BEGIN EXTRACTED ENTRIES

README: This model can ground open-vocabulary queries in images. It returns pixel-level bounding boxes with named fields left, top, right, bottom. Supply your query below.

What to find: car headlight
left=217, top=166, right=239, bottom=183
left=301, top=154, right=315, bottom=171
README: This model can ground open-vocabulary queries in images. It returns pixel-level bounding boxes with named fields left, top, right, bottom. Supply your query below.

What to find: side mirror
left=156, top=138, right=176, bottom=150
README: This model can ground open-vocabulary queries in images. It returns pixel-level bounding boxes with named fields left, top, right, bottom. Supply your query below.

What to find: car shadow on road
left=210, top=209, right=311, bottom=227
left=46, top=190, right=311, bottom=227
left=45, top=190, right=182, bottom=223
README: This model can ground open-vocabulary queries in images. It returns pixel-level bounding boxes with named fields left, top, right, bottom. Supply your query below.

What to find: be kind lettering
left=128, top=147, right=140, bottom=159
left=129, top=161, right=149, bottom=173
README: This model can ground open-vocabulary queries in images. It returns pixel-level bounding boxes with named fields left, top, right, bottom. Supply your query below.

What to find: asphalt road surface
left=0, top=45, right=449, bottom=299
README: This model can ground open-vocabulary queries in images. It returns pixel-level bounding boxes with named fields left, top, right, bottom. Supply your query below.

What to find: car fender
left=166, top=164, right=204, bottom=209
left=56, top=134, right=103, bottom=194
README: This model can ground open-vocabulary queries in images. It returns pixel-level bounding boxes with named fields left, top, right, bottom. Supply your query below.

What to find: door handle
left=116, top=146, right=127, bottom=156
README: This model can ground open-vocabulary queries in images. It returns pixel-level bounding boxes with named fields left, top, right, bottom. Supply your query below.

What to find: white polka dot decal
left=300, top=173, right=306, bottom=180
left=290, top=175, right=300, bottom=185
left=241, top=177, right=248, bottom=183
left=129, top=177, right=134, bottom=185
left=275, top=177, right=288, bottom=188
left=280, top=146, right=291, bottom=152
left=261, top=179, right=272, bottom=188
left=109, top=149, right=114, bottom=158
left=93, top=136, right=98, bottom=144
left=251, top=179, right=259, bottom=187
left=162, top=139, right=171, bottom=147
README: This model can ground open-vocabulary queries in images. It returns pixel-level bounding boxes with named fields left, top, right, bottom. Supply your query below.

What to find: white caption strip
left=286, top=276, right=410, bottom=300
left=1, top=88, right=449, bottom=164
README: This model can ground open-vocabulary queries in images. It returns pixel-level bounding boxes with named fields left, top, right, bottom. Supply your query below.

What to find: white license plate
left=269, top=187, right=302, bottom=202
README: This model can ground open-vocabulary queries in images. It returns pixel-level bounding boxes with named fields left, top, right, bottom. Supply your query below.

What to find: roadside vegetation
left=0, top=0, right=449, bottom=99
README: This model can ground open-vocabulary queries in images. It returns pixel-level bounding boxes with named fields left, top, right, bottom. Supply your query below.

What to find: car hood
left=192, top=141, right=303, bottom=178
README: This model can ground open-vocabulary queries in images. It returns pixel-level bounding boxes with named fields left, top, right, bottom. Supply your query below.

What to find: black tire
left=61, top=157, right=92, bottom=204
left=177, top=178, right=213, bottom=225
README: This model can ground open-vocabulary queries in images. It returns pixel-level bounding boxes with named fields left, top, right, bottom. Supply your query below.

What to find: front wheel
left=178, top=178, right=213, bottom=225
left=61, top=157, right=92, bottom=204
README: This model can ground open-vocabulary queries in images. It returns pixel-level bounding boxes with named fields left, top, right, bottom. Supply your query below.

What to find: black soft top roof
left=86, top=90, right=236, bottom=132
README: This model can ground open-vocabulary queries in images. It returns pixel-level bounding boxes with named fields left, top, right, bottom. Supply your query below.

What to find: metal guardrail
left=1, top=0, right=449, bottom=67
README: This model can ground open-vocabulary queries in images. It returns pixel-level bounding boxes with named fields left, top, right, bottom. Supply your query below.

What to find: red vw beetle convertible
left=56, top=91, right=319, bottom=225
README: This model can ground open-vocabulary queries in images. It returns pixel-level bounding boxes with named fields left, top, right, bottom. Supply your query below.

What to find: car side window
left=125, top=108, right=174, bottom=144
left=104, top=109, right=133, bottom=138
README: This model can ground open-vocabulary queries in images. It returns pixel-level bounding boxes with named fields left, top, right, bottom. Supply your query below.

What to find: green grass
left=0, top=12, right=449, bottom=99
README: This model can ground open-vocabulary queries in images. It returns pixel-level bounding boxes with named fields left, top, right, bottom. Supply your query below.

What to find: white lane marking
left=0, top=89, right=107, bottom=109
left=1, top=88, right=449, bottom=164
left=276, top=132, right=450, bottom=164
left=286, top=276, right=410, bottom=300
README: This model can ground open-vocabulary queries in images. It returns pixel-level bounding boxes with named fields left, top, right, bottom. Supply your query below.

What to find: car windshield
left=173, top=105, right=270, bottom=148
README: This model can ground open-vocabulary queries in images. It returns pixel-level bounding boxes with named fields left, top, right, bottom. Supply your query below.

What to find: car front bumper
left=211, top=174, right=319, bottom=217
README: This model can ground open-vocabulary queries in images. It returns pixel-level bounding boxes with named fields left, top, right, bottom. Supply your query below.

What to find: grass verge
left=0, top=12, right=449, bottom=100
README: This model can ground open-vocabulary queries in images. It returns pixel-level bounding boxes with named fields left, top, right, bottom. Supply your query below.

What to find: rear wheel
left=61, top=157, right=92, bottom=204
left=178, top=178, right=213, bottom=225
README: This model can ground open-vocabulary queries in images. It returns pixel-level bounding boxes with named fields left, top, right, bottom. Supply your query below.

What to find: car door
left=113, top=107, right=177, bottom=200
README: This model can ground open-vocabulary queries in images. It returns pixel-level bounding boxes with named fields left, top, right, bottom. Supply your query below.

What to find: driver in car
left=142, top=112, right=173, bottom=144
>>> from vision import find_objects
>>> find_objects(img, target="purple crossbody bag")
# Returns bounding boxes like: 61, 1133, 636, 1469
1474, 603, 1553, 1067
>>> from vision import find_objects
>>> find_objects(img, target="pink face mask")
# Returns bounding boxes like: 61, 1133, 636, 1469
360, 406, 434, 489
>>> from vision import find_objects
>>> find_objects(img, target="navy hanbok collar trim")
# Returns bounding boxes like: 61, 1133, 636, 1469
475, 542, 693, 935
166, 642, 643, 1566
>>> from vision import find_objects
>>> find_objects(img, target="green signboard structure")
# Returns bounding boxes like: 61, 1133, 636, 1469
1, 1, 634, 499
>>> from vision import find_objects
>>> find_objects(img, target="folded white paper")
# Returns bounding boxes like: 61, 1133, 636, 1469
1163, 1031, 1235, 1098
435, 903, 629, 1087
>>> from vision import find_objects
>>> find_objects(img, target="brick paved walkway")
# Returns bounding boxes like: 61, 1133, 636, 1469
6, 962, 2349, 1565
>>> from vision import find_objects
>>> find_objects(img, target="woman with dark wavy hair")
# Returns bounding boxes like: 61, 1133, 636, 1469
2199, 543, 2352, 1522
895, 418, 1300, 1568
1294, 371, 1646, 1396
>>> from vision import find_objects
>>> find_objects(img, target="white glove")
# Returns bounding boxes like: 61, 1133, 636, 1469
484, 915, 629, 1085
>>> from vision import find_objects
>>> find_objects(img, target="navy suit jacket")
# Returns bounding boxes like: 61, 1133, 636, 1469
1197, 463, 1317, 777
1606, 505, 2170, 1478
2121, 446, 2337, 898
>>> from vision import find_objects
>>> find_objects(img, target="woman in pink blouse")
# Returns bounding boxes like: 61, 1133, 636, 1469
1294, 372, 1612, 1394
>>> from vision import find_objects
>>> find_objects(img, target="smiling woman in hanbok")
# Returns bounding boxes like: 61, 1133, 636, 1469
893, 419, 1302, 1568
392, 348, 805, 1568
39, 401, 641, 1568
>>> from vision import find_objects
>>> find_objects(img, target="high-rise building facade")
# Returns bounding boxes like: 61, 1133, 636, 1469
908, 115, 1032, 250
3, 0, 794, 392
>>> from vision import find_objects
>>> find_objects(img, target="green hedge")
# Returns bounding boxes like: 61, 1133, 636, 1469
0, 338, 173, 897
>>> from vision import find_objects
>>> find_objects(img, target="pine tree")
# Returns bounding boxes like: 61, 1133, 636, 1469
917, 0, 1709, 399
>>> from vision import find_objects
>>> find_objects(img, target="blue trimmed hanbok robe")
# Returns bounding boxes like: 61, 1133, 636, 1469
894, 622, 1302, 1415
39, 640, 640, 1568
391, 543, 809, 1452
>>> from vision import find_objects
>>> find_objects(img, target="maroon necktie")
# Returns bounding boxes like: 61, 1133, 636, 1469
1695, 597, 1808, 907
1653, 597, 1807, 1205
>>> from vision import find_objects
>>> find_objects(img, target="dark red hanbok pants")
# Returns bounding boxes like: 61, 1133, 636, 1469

END EXTRACTED ENTRIES

(WHAT IS REQUIRED): Where a line above includes "hanbok", copy that line.

(WRITTEN SOLUTION):
>>> find_objects(img, target="navy hanbok collar trim")
>>> find_objects(img, target="smiling woman in hanbok")
>>> find_objects(img, target="blue trimmed hanbok robe")
>>> find_objects(img, target="dark red hanbok pants")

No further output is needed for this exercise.